Artists: Sol Calero, Susi Gelb, Anna Schachinger, Sara Sadik

Exhibition title: Various Others

Nir Altman hosting: Crévecoeur, Paris und Sophie Tappeiner, Vienna

Venue: Nir Altman, Munich, Germany

Date: September 10 – October 30, 2021

Photography: Dirk Tacke / all images copyright and courtesy of the artists and Nir Altman, Munich

Working in a small college art collection in England, one day the curator came to tell me that she had discovered a lost painting behind a bookshelf in the library. The painting depicted a woman from behind, sitting at an easel, painting. It belonged to a genre in which men once painted domestic or intimate scenes, mostly in the industrial North of England. I was especially interested in this woman’s painting, the one in the image, which had not been retrieved with the curator’s discovery. The painting woman and her canvas were still left to dwell in this picture of domesticity, while the dusty frame in which they were confined could now demarcate a work of art once more.

It’s perhaps a strange anecdote to introduce the exhibition of Sol Calero, Susi Gelb, Anna Schachinger, and Sara Sadik for Various Others. However, I am reminded of this painting, the painting within the painting, the painted woman and the painting woman whenever I observe differently gendered constructions of domesticity, sociality and intimacy and their depictions across genres in the arts. In the collaboration with Galerie Crèvecœur, Paris and Sophie Tappeiner, Vienna, NIR ALTMAN brings together four artists whose highly personal processes produce various “movements of life”, as Carla Lonzi once put it: “to develop a creative condition in people, to live life in a creative way, not in obedience with the models that society proposes over and over.” That is to say, their works each reorientate the traditional axes of genre – in all of the word’s overlapping meanings.

- - -

Problems and tasks:
(1) Answer these questions using the exhibition text.
(a) In which city is the exhibition venue?
(b) Where did the curator discover the lost painting?
(c) Whose words does the text quote about "movements of life"?
(2) Reproduce word for word everything in the exhibition text from "It’s perhaps a" down to "word’s overlapping meanings.".

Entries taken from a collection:

- - -

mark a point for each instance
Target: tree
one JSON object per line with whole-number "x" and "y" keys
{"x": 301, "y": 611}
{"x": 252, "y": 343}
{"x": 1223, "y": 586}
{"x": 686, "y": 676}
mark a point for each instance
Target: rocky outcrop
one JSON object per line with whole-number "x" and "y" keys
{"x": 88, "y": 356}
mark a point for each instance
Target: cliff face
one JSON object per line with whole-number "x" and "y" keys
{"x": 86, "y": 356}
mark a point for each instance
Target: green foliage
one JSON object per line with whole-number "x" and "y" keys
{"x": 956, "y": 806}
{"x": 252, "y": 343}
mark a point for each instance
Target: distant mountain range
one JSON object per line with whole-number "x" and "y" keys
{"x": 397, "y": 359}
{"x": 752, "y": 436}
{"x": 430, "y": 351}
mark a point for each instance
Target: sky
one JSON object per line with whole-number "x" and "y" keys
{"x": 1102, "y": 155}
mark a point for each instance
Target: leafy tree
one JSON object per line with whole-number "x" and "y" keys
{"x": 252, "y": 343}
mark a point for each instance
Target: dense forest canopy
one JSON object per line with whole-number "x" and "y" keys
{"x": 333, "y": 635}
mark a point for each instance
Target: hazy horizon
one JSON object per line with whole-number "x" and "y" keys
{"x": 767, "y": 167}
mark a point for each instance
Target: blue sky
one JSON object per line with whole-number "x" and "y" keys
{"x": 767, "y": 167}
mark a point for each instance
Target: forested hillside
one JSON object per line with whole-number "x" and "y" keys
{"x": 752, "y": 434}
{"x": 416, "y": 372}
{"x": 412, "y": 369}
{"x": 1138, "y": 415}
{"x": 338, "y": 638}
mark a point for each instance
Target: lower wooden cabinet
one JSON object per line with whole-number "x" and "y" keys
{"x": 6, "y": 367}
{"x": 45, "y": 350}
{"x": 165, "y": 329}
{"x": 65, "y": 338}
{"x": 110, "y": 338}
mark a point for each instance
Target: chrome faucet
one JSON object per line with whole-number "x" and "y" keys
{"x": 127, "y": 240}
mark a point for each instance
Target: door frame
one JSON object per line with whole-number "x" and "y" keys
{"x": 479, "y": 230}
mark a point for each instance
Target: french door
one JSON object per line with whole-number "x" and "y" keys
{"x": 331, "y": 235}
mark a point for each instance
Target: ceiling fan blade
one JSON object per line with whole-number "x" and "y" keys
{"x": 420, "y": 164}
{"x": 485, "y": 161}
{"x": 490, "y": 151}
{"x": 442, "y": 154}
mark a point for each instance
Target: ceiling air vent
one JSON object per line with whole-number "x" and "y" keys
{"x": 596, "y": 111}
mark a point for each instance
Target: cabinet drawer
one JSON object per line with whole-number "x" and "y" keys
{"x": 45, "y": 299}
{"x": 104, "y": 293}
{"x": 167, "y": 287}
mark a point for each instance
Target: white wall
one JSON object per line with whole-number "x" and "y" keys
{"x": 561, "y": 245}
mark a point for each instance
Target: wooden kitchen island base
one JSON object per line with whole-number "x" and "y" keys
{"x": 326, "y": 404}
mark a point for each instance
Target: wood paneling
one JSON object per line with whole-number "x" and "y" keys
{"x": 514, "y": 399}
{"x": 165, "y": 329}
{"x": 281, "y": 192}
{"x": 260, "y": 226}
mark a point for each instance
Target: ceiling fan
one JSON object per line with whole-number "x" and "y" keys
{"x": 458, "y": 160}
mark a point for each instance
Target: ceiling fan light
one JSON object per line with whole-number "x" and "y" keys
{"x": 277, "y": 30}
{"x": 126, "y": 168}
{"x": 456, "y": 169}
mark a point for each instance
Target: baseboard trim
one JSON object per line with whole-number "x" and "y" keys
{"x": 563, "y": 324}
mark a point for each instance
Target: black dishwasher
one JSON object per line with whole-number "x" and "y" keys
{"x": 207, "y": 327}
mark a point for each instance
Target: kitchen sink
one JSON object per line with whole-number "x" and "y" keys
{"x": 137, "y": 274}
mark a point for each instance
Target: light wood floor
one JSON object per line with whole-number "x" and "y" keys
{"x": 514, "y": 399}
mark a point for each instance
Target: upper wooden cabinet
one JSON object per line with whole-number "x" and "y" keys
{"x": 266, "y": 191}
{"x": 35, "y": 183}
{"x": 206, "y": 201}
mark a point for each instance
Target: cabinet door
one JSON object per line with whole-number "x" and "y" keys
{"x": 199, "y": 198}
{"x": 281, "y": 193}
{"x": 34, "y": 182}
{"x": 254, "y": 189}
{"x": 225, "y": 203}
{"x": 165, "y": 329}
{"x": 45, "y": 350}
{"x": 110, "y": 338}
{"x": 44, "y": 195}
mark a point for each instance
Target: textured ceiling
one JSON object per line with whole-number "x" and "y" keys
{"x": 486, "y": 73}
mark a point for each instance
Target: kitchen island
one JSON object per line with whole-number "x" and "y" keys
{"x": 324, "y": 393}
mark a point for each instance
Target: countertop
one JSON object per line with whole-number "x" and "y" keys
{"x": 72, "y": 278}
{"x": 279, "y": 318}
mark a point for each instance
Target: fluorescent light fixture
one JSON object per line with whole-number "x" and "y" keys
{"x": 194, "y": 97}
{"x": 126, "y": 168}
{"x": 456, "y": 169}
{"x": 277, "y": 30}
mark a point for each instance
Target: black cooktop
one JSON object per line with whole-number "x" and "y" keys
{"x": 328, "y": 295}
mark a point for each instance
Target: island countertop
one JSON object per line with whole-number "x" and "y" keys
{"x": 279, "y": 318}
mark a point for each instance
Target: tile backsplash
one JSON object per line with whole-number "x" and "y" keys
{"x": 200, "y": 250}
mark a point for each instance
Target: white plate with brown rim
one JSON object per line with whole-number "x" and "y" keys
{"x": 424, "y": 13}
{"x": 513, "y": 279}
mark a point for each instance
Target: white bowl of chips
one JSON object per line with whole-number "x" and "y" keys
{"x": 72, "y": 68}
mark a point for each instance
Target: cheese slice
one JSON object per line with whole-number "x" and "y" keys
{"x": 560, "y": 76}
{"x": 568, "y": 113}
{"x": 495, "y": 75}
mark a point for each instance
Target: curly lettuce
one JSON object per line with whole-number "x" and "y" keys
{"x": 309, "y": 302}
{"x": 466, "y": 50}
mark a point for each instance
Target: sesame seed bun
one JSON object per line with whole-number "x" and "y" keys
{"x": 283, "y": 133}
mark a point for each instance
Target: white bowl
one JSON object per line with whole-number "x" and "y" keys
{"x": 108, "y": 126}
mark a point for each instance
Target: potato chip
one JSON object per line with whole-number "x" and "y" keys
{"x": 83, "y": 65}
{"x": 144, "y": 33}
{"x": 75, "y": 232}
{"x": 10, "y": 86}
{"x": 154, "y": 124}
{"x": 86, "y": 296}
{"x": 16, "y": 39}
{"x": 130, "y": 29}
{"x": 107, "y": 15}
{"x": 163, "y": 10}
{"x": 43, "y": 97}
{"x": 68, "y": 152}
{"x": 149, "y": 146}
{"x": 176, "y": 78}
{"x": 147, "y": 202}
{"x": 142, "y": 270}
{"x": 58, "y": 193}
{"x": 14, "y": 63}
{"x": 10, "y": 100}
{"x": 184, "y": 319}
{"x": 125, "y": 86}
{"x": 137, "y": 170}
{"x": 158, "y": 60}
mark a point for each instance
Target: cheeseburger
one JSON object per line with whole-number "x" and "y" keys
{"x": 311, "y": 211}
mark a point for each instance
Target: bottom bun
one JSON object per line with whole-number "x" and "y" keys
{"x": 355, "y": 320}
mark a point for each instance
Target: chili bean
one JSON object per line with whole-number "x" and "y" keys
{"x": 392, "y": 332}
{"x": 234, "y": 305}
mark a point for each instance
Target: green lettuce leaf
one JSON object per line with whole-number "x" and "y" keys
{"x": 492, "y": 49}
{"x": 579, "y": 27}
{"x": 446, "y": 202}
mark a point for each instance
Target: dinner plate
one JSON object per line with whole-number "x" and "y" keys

- - -

Expected answers:
(1)
(a) Munich, Germany
(b) Behind a bookshelf in the library
(c) Carla Lonzi

(2)
It’s perhaps a strange anecdote to introduce the exhibition of Sol Calero, Susi Gelb, Anna Schachinger, and Sara Sadik for Various Others. However, I am reminded of this painting, the painting within the painting, the painted woman and the painting woman whenever I observe differently gendered constructions of domesticity, sociality and intimacy and their depictions across genres in the arts. In the collaboration with Galerie Crèvecœur, Paris and Sophie Tappeiner, Vienna, NIR ALTMAN brings together four artists whose highly personal processes produce various “movements of life”, as Carla Lonzi once put it: “to develop a creative condition in people, to live life in a creative way, not in obedience with the models that society proposes over and over.” That is to say, their works each reorientate the traditional axes of genre – in all of the word’s overlapping meanings.